| Task statement |
What is needed is every line, exactly as given, from the line containing "Target: scientific poster board" through the end of the data below.

| Extracted records |
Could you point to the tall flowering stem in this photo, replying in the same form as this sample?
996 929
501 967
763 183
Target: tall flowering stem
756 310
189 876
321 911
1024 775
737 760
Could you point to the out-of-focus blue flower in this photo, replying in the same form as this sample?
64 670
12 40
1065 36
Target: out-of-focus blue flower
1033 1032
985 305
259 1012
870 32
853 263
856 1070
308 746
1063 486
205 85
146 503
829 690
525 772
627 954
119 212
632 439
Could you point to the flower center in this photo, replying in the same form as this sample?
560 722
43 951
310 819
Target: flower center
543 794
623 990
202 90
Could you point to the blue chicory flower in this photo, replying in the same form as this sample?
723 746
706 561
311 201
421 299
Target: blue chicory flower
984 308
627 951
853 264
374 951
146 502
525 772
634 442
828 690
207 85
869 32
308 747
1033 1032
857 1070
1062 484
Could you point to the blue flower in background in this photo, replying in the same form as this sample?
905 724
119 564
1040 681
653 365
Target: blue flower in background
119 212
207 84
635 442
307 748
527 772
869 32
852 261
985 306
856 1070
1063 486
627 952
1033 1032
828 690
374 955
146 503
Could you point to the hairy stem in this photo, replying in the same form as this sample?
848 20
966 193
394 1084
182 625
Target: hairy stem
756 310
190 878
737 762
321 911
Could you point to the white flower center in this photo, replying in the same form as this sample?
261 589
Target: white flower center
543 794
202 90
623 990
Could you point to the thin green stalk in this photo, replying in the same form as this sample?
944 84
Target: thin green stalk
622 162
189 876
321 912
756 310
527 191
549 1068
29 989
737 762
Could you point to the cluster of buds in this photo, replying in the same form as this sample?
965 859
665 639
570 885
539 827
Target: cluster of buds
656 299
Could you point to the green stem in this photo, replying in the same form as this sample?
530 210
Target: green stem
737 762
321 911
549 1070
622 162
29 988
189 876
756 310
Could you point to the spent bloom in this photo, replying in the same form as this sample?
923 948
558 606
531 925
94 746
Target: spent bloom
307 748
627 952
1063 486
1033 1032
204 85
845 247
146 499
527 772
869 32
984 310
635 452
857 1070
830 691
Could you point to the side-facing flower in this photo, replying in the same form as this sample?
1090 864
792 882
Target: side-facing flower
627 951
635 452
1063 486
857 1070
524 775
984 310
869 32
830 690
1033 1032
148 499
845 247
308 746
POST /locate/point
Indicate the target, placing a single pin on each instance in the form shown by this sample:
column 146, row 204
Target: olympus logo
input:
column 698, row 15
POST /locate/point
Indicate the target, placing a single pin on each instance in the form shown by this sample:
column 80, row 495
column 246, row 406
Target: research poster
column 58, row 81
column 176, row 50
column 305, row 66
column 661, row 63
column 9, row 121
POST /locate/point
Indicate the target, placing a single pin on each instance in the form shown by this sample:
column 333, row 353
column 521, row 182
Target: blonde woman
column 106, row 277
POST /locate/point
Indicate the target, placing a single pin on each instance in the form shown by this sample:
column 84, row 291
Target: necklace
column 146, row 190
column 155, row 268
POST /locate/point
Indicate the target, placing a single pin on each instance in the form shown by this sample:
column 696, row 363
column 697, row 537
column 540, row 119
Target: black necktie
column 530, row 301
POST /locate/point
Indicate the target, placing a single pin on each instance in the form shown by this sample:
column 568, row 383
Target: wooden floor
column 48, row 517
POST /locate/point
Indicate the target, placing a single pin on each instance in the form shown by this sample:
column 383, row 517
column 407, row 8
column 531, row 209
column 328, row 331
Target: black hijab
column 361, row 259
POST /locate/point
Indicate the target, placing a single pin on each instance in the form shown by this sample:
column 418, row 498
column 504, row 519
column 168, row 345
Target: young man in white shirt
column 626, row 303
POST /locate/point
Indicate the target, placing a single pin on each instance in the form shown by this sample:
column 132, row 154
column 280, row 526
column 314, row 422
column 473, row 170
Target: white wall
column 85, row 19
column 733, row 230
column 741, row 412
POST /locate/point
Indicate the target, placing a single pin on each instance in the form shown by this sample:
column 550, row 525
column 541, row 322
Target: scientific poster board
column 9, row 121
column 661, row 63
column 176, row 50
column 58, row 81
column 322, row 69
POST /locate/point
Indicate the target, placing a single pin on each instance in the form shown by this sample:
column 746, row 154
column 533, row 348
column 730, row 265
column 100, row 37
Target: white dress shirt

| Written solution |
Target: scientific poster board
column 9, row 121
column 661, row 63
column 176, row 50
column 58, row 81
column 322, row 69
POST /locate/point
Indicate the target, placing a single pin on each instance in the form shown by this sample:
column 746, row 154
column 533, row 348
column 730, row 265
column 100, row 37
Target: white dress shirt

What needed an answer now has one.